__作業項目 1__
中谷巌氏の「懺悔」についての文章で、中谷氏が文藝春秋3月特別号に寄せた手記の題は何ですか。
__作業項目 2__
中谷巌氏の「懺悔」についての文章のうち、「文藝春秋3月特別号では「竹中」から「な痛みを残す「改革」となってしまった。」」までを、両端の語句も含めて一字も変えずに書き写してください。
__作業項目 3__
中谷巌氏の「懺悔」についての文章に名前が出てくる人物をすべて挙げてください。姓だけで出てくる人物も含めます。

映画、書評、ジャズなど

構造改革の旗手による「転向」「懺悔」

 最近、中谷巌氏が再び論壇に登場したかと思えば、「転向」「懺悔」ということで、だいぶ話題になっています。

 中谷氏は小渕内閣当時の経済戦略会議の議長代理として、市場原理主義を唱える構造改革論者の急先鋒として活躍されました。今日ある構造改革の議論の論点の多くは、この当時に芽だしされたものといえるでしょう。その中谷氏が明確に構造改革について間違えたと断言しているのですから、驚きです。

 文藝春秋3月特別号では「竹中平蔵君、僕は間違えた」と題した手記を寄せていますが、その内容を一言で表現しているのが、

構造改革論者の急先鋒であった私の懺悔すべき点は、「社会」へのまなざしを欠いていたことに尽きる。」

という言葉です。

 個別の論点についての言及のいくつかを抜粋すると、次のような感じです。

 例えば雇用改革について。

「まずは労働市場改革について見ていきたい。これは従来型の硬直的な雇用システムを抜本的に見直し、中国など低賃金国に対抗できる柔軟な雇用システムと労働市場の自由化を目論んだものである。…しかし、これは非正規雇用の増大を招き、現在の「派遣切り」にまでつながる、大きな痛みを残す「改革」となってしまった。」
「しかし、「再生への戦略」を答申した九九年当時は、この労働市場改革が大きな雇用不安をもたらすとは思ってもいなかった。ただただ、日本経済を成長期道に乗せるにはどうしたらいいかと考え、日本型雇用の非効率な部分ばかりに着目していたからである。だが、その改革の先に日本社会がどう変わっていくのかまで見据えた議論をするべきだったと強く反省している。」

 それから「小さな政府」について。

「…「小さな政府」を掲げ、医療費や公的扶助などの社会保障費削減を続けた小泉改革のほうこそ、医療崩壊などの社会不安を引き起こした。
 問題は政府が大きいか、小さいかではなく、官による不透明で非効率なシステムを改め、国民が安心して暮らせる簡潔明快で透明性の高い社会保障制度を検討することだったはずだ。

__提供データ__
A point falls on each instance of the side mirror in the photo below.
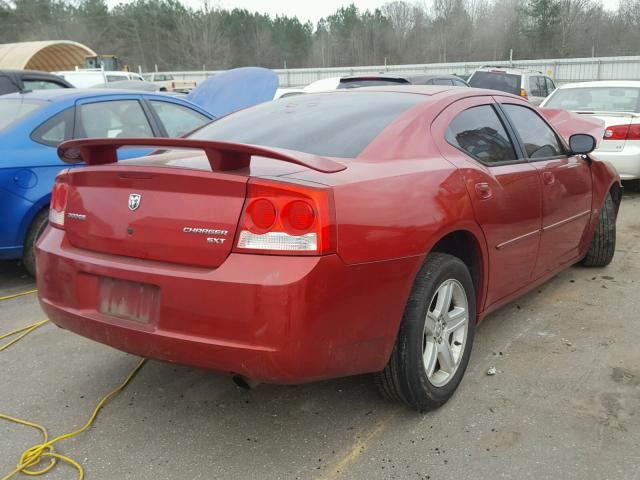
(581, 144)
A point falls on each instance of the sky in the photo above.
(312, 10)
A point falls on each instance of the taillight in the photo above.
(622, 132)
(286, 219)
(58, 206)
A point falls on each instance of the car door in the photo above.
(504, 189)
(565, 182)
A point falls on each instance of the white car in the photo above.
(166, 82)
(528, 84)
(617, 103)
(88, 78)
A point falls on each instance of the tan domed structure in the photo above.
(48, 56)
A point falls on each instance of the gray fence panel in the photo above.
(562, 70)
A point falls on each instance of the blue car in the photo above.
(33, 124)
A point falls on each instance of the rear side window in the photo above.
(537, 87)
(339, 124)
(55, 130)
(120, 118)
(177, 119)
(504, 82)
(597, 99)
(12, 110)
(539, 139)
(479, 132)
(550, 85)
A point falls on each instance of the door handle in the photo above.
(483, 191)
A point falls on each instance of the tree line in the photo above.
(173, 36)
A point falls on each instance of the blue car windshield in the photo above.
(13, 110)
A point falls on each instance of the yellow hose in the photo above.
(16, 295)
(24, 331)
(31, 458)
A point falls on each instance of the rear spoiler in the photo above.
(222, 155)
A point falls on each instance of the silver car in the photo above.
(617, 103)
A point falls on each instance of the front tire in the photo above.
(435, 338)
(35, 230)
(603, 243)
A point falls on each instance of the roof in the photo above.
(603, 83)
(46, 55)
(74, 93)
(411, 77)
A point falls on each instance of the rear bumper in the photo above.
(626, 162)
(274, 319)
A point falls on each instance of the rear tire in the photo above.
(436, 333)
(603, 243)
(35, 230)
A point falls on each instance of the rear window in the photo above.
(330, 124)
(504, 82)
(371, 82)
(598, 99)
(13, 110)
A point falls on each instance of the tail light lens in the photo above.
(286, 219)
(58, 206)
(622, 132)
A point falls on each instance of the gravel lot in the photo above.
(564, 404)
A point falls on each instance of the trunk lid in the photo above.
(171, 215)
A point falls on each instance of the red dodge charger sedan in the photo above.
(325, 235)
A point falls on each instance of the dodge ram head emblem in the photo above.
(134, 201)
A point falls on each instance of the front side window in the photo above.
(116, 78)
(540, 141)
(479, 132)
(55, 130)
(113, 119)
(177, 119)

__解答結果 1__
「竹中平蔵君、僕は間違えた」

__解答結果 2__
文藝春秋3月特別号では「竹中平蔵君、僕は間違えた」と題した手記を寄せていますが、その内容を一言で表現しているのが、

構造改革論者の急先鋒であった私の懺悔すべき点は、「社会」へのまなざしを欠いていたことに尽きる。」

という言葉です。

 個別の論点についての言及のいくつかを抜粋すると、次のような感じです。

 例えば雇用改革について。

「まずは労働市場改革について見ていきたい。これは従来型の硬直的な雇用システムを抜本的に見直し、中国など低賃金国に対抗できる柔軟な雇用システムと労働市場の自由化を目論んだものである。…しかし、これは非正規雇用の増大を招き、現在の「派遣切り」にまでつながる、大きな痛みを残す「改革」となってしまった。」

__解答結果 3__
中谷巌、竹中平蔵、小渕、小泉